> [Given instruction] Rewrite the lines below, changing every "field-scouting tally" to "kitchen inventory" and leaving everything else unchanged.

> [Material]
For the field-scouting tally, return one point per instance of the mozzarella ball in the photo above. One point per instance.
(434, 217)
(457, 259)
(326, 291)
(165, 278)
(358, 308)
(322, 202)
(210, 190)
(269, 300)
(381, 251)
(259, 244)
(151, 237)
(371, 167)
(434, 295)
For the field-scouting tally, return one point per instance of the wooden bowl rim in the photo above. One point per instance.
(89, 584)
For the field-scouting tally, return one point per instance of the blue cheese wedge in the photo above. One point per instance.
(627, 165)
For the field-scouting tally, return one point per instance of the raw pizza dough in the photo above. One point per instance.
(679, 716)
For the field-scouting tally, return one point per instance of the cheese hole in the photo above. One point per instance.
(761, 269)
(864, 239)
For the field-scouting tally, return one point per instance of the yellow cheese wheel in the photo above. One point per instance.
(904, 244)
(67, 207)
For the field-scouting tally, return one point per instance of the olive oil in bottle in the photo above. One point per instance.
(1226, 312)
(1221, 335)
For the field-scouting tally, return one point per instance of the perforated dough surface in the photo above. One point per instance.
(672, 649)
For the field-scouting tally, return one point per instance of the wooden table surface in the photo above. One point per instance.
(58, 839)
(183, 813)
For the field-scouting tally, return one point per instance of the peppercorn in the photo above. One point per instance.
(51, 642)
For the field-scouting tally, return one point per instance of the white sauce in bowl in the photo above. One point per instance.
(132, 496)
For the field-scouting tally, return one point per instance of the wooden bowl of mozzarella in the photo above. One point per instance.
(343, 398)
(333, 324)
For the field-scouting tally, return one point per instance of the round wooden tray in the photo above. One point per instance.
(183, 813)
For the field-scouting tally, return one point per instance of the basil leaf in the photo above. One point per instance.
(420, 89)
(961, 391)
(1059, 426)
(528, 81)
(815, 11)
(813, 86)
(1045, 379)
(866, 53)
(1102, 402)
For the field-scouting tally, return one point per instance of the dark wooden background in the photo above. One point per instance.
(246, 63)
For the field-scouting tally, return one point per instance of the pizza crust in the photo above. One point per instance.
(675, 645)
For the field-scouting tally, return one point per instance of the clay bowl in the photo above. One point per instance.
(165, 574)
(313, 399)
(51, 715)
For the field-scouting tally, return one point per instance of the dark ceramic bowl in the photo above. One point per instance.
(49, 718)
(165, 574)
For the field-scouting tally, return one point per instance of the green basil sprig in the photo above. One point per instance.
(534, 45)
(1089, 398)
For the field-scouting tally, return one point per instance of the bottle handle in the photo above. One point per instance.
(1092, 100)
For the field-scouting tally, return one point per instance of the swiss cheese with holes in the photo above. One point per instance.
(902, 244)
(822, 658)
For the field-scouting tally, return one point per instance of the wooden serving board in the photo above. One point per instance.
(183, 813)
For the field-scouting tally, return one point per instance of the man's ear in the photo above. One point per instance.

> [Response to the task]
For the kitchen inventory, return one point per instance of the mozzarella ball in the photo above. One point per instance.
(434, 217)
(457, 259)
(326, 291)
(165, 278)
(358, 308)
(322, 202)
(210, 190)
(269, 300)
(381, 251)
(259, 244)
(151, 237)
(371, 167)
(434, 295)
For the kitchen inventory, return one point per instance of the wooden bowl rim in the photo above. One point per instance.
(89, 584)
For the kitchen inventory, return one point per instance of the blue cheese wedge in the photo above. One point per instance.
(627, 165)
For the kitchen inventory, return one point per instance of the raw pizza dough in the photo above. One point per instance.
(679, 716)
For the kitchen inventory, return one point per instance of the cheese hole in the photo above. One point per instance.
(761, 269)
(864, 239)
For the kitchen inventory, return one point per instance of the yellow cheese wheel in the photo above. One point per instance.
(904, 244)
(67, 207)
For the kitchen inventory, return one point per instance of the olive oil in bottle in the photo above. One point per instance.
(1226, 312)
(1221, 335)
For the kitchen inventory, return one point per instance of the perforated dough surface in the photo above. One point per instance.
(672, 649)
For the kitchen inventory, return one point per instance of the wooden table surface in the photo above. One point per instance.
(58, 839)
(183, 813)
For the kitchen inventory, return one point per instance of the peppercorn in the photo above. One point per instance.
(51, 642)
For the kitchen inventory, return one point per instance of the white sauce in bowl in the photo above. One point per instance.
(132, 496)
For the kitchen inventory, return one point per instance of the wooden bowl of mozzarella in the photo above. One point per instance.
(343, 398)
(333, 324)
For the kitchen inventory, return one point per instance of the round wooden tray in the photo above. One point per instance.
(183, 813)
For the kitchen inventory, return one point per instance of the basil leaf in the photo above. One point per instance.
(420, 89)
(961, 391)
(1059, 426)
(528, 81)
(815, 11)
(813, 86)
(1045, 379)
(866, 53)
(1102, 402)
For the kitchen inventory, return one point per instance of the dark wooden background in the photo above. One point per instance.
(246, 63)
For the kitchen inventory, return one point per instance of the pizza crust in the photo above. One point per instance.
(675, 645)
For the kitchen inventory, return one point per instance of the clay bowl in the photo above. One point per instance.
(165, 574)
(313, 399)
(51, 715)
For the kitchen inventory, return one point per instance of the dark ceramic bowl in the photo above. One point per instance.
(49, 718)
(165, 574)
For the kitchen inventory, return one point per instance of the green basil sprig in the photo above. One point per instance.
(534, 45)
(1089, 398)
For the kitchen inventory, return one point per instance of the bottle handle in the photo above. One point per instance.
(1092, 100)
For the kitchen inventory, return one point per instance of the swiss cheese with holes in the photo above. One point per instance.
(902, 244)
(822, 658)
For the kitchen inventory, return one point per instance of the wooden serving board in the photo above. One point per instance.
(183, 813)
For the kitchen inventory, return one point per instance of the man's ear in the photo above. One point per instance.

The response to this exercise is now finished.